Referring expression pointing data
# # #
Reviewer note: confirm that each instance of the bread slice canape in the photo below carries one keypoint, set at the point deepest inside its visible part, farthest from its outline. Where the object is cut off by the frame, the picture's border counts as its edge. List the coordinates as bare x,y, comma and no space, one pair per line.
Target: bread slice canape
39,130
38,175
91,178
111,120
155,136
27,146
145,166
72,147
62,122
# # #
Exercise:
All the records above need to be printed exactly.

Exercise answer:
Reviewer note: confirm that each instance of the bread slice canape in the photo below carries one keypoint, set at the point deepest inside its visible part, farthest from its outline. Where the object is cut off by the frame, the picture's border counts as its edge. List the coordinates as bare x,y, comma and no space, one pair per line.
Target: bread slice canape
39,130
38,175
91,178
111,120
155,136
27,146
145,166
72,147
62,122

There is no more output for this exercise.